Dataset rows:
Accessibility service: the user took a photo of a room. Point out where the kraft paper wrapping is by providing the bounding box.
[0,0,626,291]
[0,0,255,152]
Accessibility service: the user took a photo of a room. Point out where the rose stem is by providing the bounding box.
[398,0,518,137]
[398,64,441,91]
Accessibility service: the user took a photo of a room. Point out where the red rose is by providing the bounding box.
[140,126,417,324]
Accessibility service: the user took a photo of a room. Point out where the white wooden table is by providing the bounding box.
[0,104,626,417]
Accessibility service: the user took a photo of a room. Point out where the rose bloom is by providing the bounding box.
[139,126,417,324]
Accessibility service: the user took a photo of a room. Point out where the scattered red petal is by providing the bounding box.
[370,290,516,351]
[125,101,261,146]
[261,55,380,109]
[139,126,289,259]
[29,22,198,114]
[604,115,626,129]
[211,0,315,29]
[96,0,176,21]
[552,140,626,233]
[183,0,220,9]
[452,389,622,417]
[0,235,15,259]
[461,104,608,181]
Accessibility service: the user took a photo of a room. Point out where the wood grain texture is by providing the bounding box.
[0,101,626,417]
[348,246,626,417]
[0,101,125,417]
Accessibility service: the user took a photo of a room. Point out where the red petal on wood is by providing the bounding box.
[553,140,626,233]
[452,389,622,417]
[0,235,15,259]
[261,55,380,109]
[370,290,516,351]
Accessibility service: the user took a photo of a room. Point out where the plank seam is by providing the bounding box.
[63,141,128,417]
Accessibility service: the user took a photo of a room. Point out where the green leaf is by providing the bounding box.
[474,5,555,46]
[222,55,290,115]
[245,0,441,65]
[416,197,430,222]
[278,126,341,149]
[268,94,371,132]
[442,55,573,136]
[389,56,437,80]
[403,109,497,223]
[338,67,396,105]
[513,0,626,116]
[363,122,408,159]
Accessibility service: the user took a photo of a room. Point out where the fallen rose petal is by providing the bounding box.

• TASK BRIEF:
Can you turn the rows from the line containing "rose is by providing the bounding box." through the line containing "[0,101,125,417]", both included, into a JSON list of strings with one string per line and blank lines left out?

• RESULT FOR THIS EXERCISE:
[
  "Accessibility service: the user took a photo of a room. Point out where the red rose is by providing the bounding box.",
  "[140,126,417,324]",
  "Accessibility service: the user took a photo of a room. Point out where the white wooden table is by providing the bounding box.",
  "[0,104,626,417]",
  "Accessibility service: the user took a photo of a room. Point out where the rose bloom is by providing the bounding box.",
  "[139,126,417,324]",
  "Accessibility service: the user took a photo of a room. Point out where the scattered red petal is by providing the bounding box.",
  "[370,290,516,351]",
  "[125,101,261,146]",
  "[261,55,380,109]",
  "[139,126,289,259]",
  "[29,22,198,114]",
  "[604,115,626,129]",
  "[211,0,315,29]",
  "[96,0,176,21]",
  "[552,140,626,233]",
  "[183,0,220,9]",
  "[452,389,622,417]",
  "[0,235,15,259]",
  "[461,104,608,181]",
  "Accessibility service: the user took a photo of a room. Point out where the wood grain texture is by providing the bounding box.",
  "[0,101,626,417]",
  "[348,246,626,417]",
  "[0,101,125,417]"
]